* **TO DO**
Please report each line of the records below that contains the word "field", and match its case exactly.

** begin RECORDS SHOWN **

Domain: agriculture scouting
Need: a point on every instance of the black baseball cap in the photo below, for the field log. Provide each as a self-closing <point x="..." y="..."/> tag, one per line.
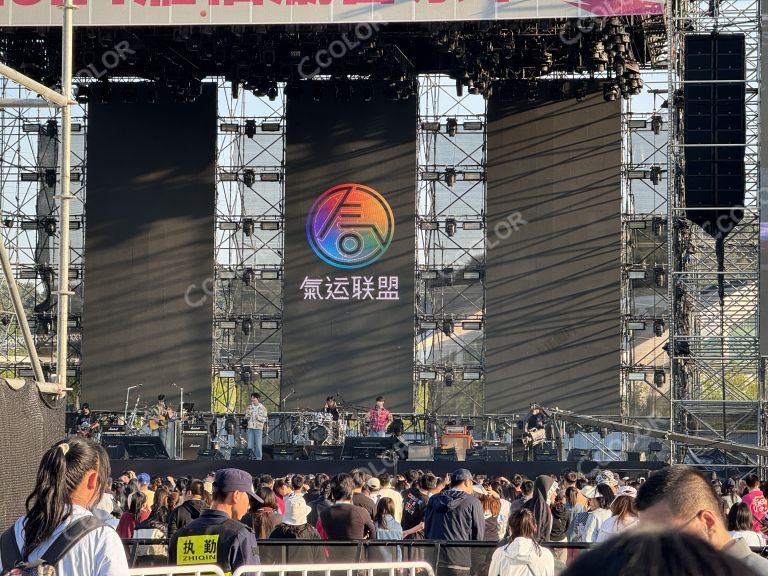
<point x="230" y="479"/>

** end RECORDS SHOWN **
** begin RECORDS SHOWN **

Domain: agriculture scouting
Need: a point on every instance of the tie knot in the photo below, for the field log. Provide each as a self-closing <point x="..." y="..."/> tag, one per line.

** end RECORDS SHOWN **
** begin RECORDS SHOWN **

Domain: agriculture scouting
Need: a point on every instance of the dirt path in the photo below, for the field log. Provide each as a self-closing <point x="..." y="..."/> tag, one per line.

** end RECORDS SHOWN **

* **SOLUTION TO THIS TASK**
Need: a point on every instance of the black baseball cap in the photo below, for the field log. Provide each as a self-closing <point x="..." y="..."/> tag, one per line.
Need: a point on every instance of the tie knot in the photo below, for the field log. Provide each as a self-closing <point x="..." y="..."/> tag, one per line.
Need: a point on every instance of the dirt path in the photo below, for the field log. Provide each as a self-closing <point x="..." y="..."/> tag, one per line.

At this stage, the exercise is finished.